→ **本文抜粋**

説明

携帯電話機用通話制御装置

【課題】最近では、周囲へのマナー的配慮の点から、携帯電話機の通話が規制されていたり、自粛が求められていたりする。このような場合には、ユーザーが発声して応答することができないので従来の留守番機能を使用することになるが、留守番機能を使用すると、後で電話を掛け直しする手間が掛かる。
【解決手段】受話音声経路25と送話音声経路27を有し、携帯電話機のイヤホンマイクコネクタ5と接続されるハンズフリー通話手段と、ユーザーにより操作される応答スイッチ17と、応答スイッチの操作により、音声を合成し送話音声経路27を利用して音声応答する音声応答手段29と、応答スイッチの操作により、ユーザー発声応答と音声合成応答とを切替える応答モード切替え手段31と、を備える。

【発明の詳細な説明】
【技術分野】
【0001】
本発明は、通常のハンズフリー通話だけでなく、合成音声の代理応答による通話も可能とする携帯電話機用通話制御装置に関するものである。
【背景技術】
【0002】
携帯電話機には、通話できない場合に、発信者が携帯電話機にメッセージを残すことができる留守番機能が備えられている。
【0003】
【特許文献1】特開平10−210136号公報
【発明の開示】
【発明が解決しようとする課題】
【0004】
最近では、周囲へのマナー的配慮の点から、電車/新幹線の車内、レストラン、ホテルのロビーなどでは携帯電話機の通話が規制されていたり、自粛が求められていたりする。

[コレクションから抜き出した記録]
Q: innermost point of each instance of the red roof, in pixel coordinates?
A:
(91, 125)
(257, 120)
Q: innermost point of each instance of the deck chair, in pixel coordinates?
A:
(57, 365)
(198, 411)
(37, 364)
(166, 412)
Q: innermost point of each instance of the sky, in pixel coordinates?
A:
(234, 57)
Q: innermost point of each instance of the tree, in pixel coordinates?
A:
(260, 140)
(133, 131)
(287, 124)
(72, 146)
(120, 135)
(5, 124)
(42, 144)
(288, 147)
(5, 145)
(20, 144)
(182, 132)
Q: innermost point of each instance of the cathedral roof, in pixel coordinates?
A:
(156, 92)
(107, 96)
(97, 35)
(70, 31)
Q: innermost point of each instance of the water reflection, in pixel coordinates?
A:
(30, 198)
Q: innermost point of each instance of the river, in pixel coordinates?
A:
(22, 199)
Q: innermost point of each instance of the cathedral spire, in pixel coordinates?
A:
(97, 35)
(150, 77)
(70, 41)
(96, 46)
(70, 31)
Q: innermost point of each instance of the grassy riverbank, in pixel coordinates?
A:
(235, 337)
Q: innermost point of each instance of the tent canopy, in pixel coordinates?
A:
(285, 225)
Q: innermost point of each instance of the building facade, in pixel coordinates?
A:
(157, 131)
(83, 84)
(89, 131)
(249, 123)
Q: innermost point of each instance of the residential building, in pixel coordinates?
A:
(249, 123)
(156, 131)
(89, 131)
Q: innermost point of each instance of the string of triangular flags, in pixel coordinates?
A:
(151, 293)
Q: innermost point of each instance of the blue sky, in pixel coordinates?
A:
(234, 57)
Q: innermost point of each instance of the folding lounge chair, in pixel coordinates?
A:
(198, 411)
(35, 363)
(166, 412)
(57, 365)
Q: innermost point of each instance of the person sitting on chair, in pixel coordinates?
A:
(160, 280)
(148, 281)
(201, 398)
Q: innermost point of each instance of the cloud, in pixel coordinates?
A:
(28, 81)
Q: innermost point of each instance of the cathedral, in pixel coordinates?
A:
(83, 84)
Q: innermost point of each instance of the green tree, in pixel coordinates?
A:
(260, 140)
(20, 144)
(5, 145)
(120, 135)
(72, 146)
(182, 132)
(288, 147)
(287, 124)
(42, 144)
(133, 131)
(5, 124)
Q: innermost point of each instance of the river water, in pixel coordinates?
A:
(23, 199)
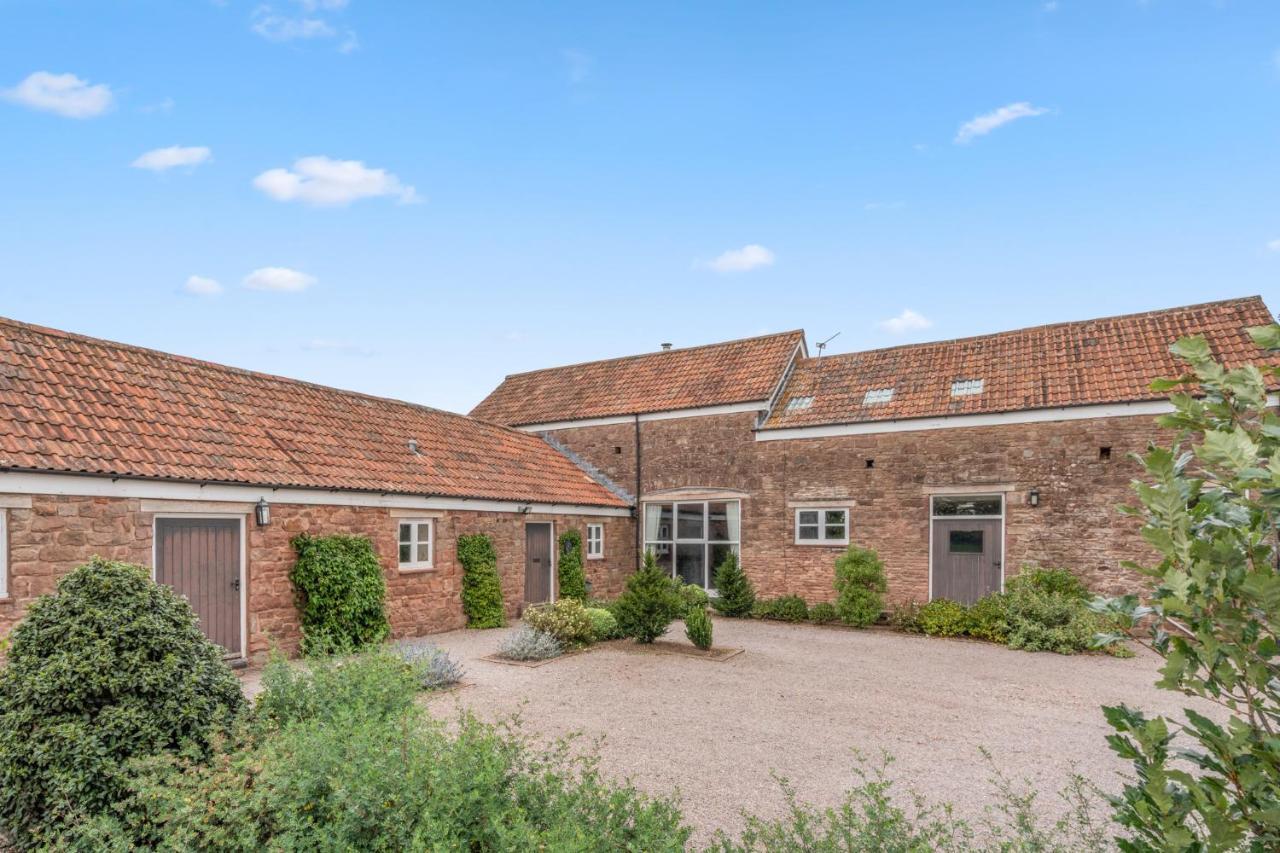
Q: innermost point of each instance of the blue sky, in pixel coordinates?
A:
(417, 199)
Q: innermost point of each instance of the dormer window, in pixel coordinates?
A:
(877, 396)
(965, 387)
(799, 404)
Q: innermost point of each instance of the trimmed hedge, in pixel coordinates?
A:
(481, 588)
(341, 593)
(113, 666)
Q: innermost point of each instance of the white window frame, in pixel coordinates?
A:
(4, 553)
(416, 565)
(822, 525)
(595, 542)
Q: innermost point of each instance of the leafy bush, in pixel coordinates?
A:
(988, 619)
(859, 587)
(572, 579)
(698, 626)
(735, 596)
(787, 609)
(528, 643)
(109, 667)
(341, 593)
(604, 626)
(944, 617)
(566, 620)
(481, 588)
(356, 778)
(432, 665)
(649, 605)
(905, 617)
(823, 612)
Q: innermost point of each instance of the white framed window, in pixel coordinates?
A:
(416, 539)
(4, 553)
(822, 525)
(690, 539)
(595, 542)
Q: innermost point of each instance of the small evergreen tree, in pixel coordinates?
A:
(698, 628)
(649, 605)
(481, 588)
(735, 593)
(572, 579)
(859, 587)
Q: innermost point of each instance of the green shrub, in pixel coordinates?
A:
(341, 593)
(110, 667)
(649, 605)
(823, 612)
(604, 625)
(1056, 582)
(787, 609)
(481, 588)
(944, 617)
(566, 620)
(572, 579)
(360, 779)
(988, 619)
(735, 596)
(859, 587)
(905, 617)
(698, 626)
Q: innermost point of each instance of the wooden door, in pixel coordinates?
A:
(201, 560)
(967, 559)
(538, 562)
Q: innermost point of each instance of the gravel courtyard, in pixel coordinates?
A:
(800, 698)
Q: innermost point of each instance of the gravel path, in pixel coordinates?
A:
(801, 698)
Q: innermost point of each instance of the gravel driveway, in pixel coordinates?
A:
(800, 698)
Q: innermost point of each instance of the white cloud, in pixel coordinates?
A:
(905, 322)
(176, 155)
(278, 278)
(63, 94)
(324, 182)
(740, 260)
(988, 122)
(201, 286)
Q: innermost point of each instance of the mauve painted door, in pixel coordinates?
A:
(538, 562)
(967, 559)
(200, 559)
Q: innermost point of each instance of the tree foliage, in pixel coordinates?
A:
(1208, 506)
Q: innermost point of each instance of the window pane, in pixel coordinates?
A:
(967, 505)
(965, 542)
(690, 564)
(657, 521)
(689, 521)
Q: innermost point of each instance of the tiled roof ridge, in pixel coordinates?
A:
(658, 352)
(1042, 327)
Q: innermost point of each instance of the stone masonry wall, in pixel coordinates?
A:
(59, 533)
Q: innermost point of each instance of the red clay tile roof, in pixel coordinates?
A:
(1065, 364)
(76, 404)
(714, 374)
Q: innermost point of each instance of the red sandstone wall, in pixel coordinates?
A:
(59, 533)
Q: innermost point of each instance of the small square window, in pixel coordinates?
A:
(416, 537)
(595, 542)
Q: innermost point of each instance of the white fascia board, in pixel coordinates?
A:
(106, 486)
(702, 411)
(960, 422)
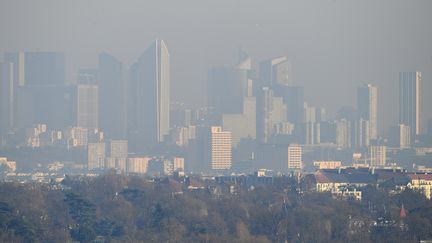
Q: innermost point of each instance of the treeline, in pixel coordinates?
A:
(118, 208)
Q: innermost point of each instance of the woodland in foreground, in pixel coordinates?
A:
(118, 208)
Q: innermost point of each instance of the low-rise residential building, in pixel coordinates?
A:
(421, 183)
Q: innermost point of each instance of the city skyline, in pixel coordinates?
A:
(322, 44)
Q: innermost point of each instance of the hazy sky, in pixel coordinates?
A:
(334, 45)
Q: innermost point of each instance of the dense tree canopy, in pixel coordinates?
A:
(118, 208)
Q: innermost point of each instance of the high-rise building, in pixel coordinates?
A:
(138, 164)
(112, 105)
(270, 112)
(343, 134)
(227, 86)
(360, 133)
(294, 157)
(276, 71)
(149, 92)
(96, 155)
(367, 107)
(88, 106)
(409, 100)
(6, 99)
(293, 98)
(241, 125)
(377, 156)
(217, 149)
(404, 133)
(17, 59)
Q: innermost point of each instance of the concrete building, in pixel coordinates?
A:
(217, 149)
(409, 100)
(241, 125)
(404, 136)
(178, 164)
(377, 156)
(367, 107)
(7, 100)
(138, 165)
(295, 157)
(275, 71)
(112, 101)
(88, 106)
(271, 111)
(96, 155)
(149, 96)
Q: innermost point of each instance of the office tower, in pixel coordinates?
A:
(270, 112)
(278, 157)
(88, 76)
(404, 136)
(241, 125)
(360, 133)
(409, 100)
(293, 98)
(138, 165)
(343, 133)
(217, 149)
(367, 107)
(88, 106)
(276, 71)
(178, 163)
(311, 133)
(6, 99)
(320, 114)
(17, 59)
(227, 86)
(112, 106)
(377, 156)
(149, 92)
(96, 155)
(294, 157)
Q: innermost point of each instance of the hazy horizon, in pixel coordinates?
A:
(334, 46)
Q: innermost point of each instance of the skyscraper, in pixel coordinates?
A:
(96, 155)
(88, 106)
(227, 86)
(149, 103)
(112, 106)
(377, 156)
(276, 71)
(409, 100)
(367, 107)
(217, 149)
(294, 157)
(270, 111)
(6, 98)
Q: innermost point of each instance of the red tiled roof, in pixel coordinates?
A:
(321, 178)
(427, 177)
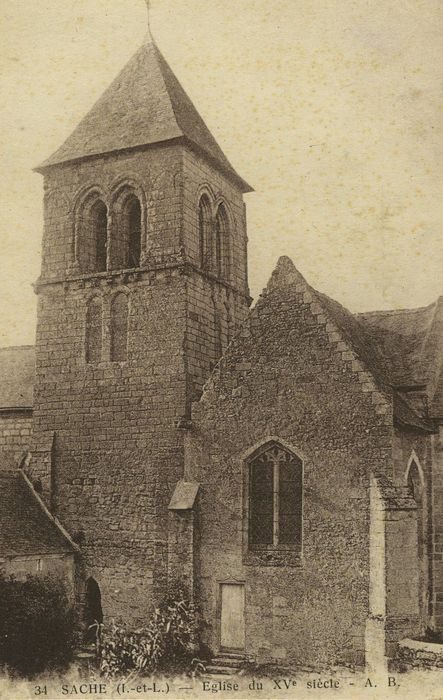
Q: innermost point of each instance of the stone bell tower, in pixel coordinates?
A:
(143, 282)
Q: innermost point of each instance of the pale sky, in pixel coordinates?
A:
(330, 109)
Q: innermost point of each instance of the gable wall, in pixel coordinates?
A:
(284, 377)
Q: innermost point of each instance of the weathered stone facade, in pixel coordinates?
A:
(15, 437)
(118, 437)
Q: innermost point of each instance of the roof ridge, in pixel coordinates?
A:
(391, 312)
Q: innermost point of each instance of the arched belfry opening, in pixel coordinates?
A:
(221, 247)
(134, 224)
(93, 607)
(99, 220)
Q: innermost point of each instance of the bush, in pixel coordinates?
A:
(168, 642)
(36, 625)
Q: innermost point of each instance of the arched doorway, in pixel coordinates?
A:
(93, 608)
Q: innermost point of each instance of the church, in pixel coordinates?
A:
(284, 460)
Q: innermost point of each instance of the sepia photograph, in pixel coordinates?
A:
(221, 349)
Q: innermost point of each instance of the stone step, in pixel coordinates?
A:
(227, 661)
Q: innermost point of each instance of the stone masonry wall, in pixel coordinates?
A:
(15, 437)
(118, 445)
(289, 376)
(416, 655)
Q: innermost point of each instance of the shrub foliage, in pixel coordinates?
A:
(168, 641)
(36, 625)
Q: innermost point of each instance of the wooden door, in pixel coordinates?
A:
(232, 622)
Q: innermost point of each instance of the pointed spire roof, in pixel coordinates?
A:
(144, 105)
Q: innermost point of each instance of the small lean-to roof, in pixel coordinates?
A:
(400, 336)
(143, 106)
(17, 374)
(25, 529)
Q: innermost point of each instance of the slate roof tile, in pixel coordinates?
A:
(144, 105)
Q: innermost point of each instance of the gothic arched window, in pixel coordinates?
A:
(275, 498)
(204, 231)
(416, 486)
(134, 223)
(99, 219)
(119, 328)
(93, 335)
(221, 247)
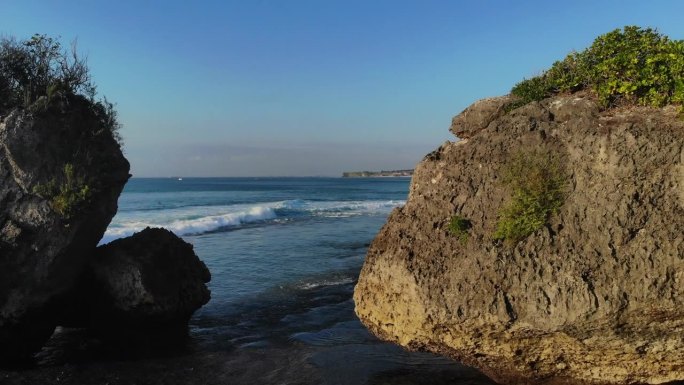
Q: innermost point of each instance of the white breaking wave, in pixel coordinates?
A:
(336, 209)
(192, 226)
(326, 282)
(201, 219)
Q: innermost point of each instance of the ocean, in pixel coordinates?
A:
(284, 255)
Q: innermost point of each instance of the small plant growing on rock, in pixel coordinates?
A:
(67, 197)
(537, 182)
(459, 227)
(629, 66)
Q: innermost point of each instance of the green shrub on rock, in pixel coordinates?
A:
(632, 66)
(67, 197)
(536, 181)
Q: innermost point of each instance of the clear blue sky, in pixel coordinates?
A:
(311, 87)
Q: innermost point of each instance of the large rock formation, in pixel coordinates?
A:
(148, 283)
(596, 296)
(61, 173)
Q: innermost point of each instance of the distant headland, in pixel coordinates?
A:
(373, 174)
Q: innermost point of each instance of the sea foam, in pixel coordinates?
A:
(192, 226)
(202, 219)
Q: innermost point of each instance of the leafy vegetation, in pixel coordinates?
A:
(459, 227)
(628, 66)
(40, 67)
(537, 182)
(65, 198)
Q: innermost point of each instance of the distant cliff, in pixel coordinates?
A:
(373, 174)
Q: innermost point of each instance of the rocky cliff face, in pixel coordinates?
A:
(61, 173)
(50, 153)
(595, 296)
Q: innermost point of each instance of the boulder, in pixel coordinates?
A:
(61, 172)
(148, 283)
(593, 297)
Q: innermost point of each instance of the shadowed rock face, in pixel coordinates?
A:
(42, 251)
(149, 281)
(593, 297)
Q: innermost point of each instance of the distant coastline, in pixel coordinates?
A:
(373, 174)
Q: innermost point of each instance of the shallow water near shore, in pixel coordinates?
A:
(284, 254)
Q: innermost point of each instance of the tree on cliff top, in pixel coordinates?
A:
(39, 66)
(632, 65)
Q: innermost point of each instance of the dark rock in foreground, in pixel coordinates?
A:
(150, 282)
(61, 172)
(595, 296)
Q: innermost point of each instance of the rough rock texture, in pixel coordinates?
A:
(151, 280)
(594, 297)
(478, 116)
(41, 251)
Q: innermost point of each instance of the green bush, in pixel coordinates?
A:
(536, 181)
(65, 198)
(632, 65)
(39, 66)
(459, 227)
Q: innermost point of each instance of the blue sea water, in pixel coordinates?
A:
(284, 254)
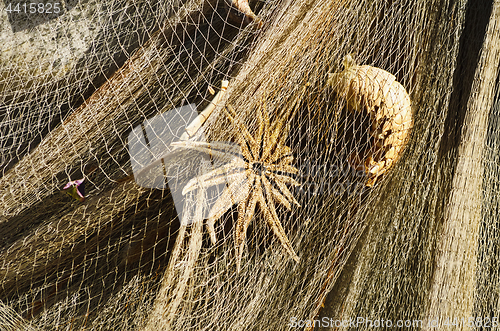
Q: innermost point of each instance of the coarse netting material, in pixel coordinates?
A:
(136, 252)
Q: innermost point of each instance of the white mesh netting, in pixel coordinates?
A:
(314, 183)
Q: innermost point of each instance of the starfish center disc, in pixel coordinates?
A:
(258, 167)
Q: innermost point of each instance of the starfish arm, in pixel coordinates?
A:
(245, 140)
(284, 189)
(275, 193)
(273, 221)
(282, 168)
(283, 158)
(262, 140)
(225, 174)
(285, 179)
(245, 215)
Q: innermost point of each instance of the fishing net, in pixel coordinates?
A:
(111, 179)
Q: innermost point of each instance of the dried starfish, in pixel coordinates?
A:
(258, 173)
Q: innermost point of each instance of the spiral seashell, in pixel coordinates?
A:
(376, 92)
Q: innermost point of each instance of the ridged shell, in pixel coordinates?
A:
(376, 92)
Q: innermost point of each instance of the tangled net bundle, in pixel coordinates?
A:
(419, 242)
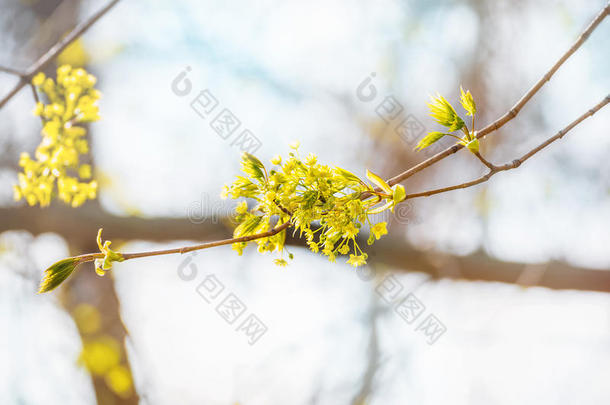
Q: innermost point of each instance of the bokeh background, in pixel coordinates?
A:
(515, 270)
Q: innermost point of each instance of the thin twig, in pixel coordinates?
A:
(55, 50)
(279, 228)
(485, 161)
(512, 113)
(517, 162)
(34, 93)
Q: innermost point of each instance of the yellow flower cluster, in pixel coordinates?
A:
(325, 204)
(70, 100)
(102, 354)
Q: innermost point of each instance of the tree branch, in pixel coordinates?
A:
(512, 113)
(493, 169)
(55, 50)
(10, 71)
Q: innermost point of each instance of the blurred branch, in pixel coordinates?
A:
(512, 113)
(79, 226)
(55, 50)
(493, 169)
(11, 71)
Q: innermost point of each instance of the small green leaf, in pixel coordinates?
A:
(379, 182)
(399, 193)
(347, 175)
(468, 102)
(429, 140)
(57, 273)
(444, 113)
(473, 145)
(381, 208)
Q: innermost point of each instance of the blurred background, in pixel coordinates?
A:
(493, 294)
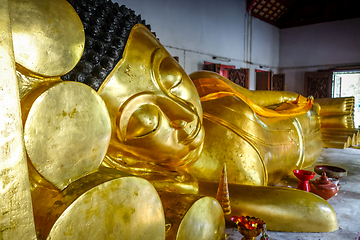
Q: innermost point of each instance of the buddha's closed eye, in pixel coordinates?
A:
(144, 121)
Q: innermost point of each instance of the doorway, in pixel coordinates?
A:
(345, 84)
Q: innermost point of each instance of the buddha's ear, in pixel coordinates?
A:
(48, 36)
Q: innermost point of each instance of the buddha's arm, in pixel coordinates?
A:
(262, 98)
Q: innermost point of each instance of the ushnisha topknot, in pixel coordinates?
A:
(107, 27)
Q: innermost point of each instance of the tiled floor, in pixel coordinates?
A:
(346, 203)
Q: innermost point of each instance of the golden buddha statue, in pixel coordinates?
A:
(146, 120)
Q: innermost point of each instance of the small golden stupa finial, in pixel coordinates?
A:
(223, 192)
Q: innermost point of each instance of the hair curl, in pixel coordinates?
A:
(107, 27)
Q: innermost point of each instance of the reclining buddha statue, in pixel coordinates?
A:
(99, 157)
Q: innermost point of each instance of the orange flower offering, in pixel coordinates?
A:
(248, 222)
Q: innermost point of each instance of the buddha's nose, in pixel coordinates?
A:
(178, 124)
(188, 127)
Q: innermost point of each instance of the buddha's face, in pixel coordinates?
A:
(154, 107)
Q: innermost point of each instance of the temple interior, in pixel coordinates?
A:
(345, 203)
(133, 119)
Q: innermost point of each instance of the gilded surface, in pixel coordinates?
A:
(153, 105)
(16, 215)
(66, 130)
(48, 36)
(192, 217)
(263, 149)
(150, 125)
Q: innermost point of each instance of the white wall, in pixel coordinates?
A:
(318, 46)
(198, 30)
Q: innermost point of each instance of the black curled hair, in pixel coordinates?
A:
(107, 27)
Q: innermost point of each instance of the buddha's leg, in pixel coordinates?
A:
(192, 217)
(119, 208)
(16, 220)
(282, 209)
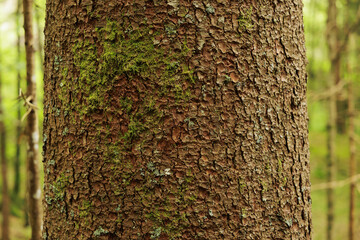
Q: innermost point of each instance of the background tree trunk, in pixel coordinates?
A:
(17, 176)
(334, 76)
(175, 120)
(5, 208)
(32, 128)
(352, 145)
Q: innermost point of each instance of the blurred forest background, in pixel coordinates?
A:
(333, 48)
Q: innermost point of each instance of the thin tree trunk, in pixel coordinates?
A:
(39, 39)
(17, 176)
(32, 129)
(332, 31)
(352, 170)
(5, 193)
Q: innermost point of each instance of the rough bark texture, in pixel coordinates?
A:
(175, 120)
(334, 76)
(32, 128)
(5, 204)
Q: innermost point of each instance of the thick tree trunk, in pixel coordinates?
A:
(5, 205)
(175, 120)
(32, 129)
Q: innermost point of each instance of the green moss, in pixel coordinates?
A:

→ **作業内容**
**A.** 携帯電話機用通話制御装置に関する本文を、一字一句変えずに全文抜き出す。
**B.** 記録のうち、文字列「flower」を含む行を数え、その数だけを答える。大文字と小文字は区別する。
本文と記録のあいだに関連はない。

→ **解答一覧**
**A.**
説明

携帯電話機用通話制御装置

【課題】最近では、周囲へのマナー的配慮の点から、携帯電話機の通話が規制されていたり、自粛が求められていたりする。このような場合には、ユーザーが発声して応答することができないので従来の留守番機能を使用することになるが、留守番機能を使用すると、後で電話を掛け直しする手間が掛かる。
【解決手段】受話音声経路25と送話音声経路27を有し、携帯電話機のイヤホンマイクコネクタ5と接続されるハンズフリー通話手段と、ユーザーにより操作される応答スイッチ17と、応答スイッチの操作により、音声を合成し送話音声経路27を利用して音声応答する音声応答手段29と、応答スイッチの操作により、ユーザー発声応答と音声合成応答とを切替える応答モード切替え手段31と、を備える。

【発明の詳細な説明】
【技術分野】
【0001】
本発明は、通常のハンズフリー通話だけでなく、合成音声の代理応答による通話も可能とする携帯電話機用通話制御装置に関するものである。
【背景技術】
【0002】
携帯電話機には、通話できない場合に、発信者が携帯電話機にメッセージを残すことができる留守番機能が備えられている。
【0003】
【特許文献1】特開平10−210136号公報
【発明の開示】
【発明が解決しようとする課題】
【0004】
最近では、周囲へのマナー的配慮の点から、電車/新幹線の車内、レストラン、ホテルのロビーなどでは携帯電話機の通話が規制されていたり、自粛が求められていたりする。

**B.** 2